WHAT TO WORK ON:
Each line with the word "below" must appear in the answer, copied from the records.

Image-grounded pointing data
※

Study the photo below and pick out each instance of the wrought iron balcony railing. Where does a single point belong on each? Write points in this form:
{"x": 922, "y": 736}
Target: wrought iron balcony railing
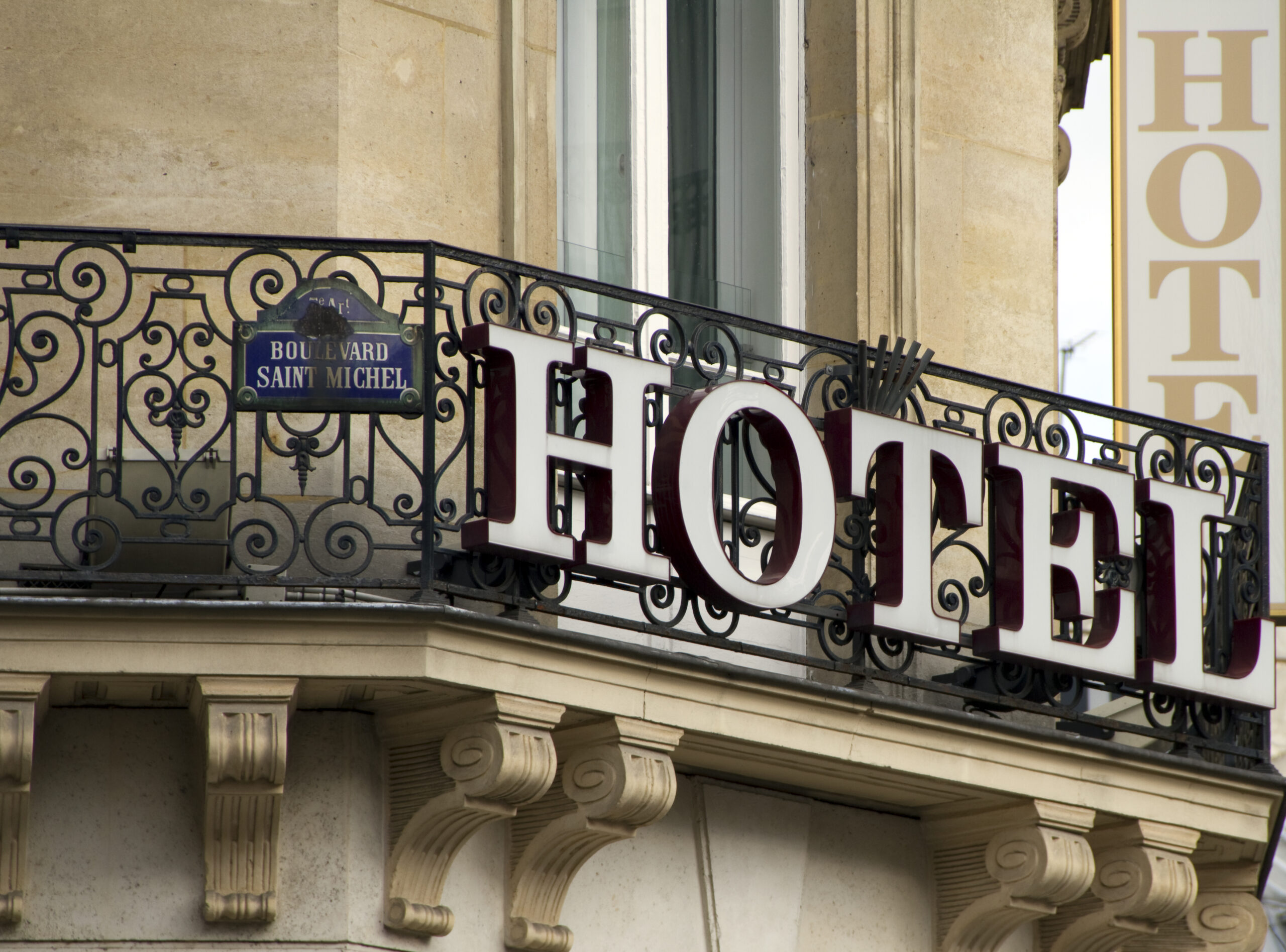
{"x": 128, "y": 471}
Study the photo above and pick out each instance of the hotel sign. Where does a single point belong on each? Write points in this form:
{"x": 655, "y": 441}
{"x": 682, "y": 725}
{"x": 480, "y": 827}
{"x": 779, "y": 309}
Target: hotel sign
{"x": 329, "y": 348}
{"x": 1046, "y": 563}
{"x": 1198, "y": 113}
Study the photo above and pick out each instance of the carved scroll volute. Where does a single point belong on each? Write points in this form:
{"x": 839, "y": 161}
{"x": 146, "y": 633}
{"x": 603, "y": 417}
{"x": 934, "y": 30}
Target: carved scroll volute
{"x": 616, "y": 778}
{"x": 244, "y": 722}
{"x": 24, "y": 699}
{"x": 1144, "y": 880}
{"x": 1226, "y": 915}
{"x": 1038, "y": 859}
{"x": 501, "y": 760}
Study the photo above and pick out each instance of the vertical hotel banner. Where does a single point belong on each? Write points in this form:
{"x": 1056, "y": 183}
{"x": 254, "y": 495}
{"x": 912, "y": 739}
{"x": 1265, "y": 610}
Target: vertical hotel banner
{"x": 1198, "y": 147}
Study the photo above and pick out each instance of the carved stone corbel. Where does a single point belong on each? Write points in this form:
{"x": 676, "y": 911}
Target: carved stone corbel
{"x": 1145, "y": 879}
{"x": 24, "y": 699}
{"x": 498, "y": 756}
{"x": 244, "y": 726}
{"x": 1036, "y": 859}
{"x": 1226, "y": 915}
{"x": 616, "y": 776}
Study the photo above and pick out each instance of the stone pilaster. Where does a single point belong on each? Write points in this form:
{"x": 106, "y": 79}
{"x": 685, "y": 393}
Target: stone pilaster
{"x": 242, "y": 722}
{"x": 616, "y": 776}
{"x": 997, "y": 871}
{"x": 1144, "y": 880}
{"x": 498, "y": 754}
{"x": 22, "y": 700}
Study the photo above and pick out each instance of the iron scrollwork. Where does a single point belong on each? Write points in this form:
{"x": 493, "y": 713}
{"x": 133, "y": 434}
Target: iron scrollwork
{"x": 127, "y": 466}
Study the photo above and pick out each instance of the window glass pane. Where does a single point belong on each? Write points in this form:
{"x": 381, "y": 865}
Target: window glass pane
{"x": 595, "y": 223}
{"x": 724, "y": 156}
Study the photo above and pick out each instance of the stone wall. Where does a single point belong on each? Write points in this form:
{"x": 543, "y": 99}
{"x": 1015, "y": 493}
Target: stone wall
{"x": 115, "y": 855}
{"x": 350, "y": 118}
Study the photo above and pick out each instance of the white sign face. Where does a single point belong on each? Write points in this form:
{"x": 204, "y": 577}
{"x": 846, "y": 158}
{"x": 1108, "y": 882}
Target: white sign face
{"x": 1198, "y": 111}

※

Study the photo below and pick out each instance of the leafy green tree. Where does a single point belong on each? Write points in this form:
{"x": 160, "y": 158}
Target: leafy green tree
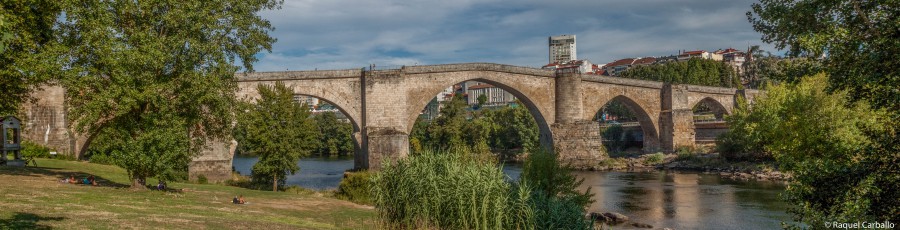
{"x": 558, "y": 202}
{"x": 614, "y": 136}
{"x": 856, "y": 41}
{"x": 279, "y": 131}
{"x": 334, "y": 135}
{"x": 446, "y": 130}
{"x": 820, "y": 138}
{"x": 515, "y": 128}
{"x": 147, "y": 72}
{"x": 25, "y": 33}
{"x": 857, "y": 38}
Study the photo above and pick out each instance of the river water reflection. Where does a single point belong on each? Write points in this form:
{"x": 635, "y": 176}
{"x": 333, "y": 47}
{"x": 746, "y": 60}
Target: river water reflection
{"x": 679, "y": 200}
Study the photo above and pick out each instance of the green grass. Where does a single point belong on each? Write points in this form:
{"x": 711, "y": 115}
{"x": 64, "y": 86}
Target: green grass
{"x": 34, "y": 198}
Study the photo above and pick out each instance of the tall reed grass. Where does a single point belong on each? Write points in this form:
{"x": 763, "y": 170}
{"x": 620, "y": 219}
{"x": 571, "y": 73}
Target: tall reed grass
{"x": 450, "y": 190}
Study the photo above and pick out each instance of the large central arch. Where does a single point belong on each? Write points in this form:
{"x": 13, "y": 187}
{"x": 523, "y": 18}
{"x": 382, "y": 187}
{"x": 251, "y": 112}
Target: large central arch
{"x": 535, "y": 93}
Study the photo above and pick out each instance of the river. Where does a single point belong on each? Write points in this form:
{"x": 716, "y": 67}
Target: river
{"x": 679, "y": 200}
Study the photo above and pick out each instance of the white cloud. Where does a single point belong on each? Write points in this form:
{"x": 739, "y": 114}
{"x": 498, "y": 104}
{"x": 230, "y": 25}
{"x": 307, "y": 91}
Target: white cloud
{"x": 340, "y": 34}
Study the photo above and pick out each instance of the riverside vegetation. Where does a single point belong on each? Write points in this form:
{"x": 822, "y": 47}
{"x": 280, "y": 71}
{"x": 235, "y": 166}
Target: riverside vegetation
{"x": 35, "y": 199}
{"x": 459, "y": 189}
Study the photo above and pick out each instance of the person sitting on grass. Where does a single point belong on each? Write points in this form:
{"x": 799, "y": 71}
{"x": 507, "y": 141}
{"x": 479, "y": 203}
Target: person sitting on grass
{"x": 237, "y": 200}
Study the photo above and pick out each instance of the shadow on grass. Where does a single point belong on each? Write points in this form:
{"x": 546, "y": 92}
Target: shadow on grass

※

TASK RESULT:
Study the photo below and pick out each instance of the wrought iron balcony railing. Where does a single point belong on each? Write points in this form:
Study the photo below and pick out each instance of the leafy green tree. Where does a single point belong on each? Write points in this form:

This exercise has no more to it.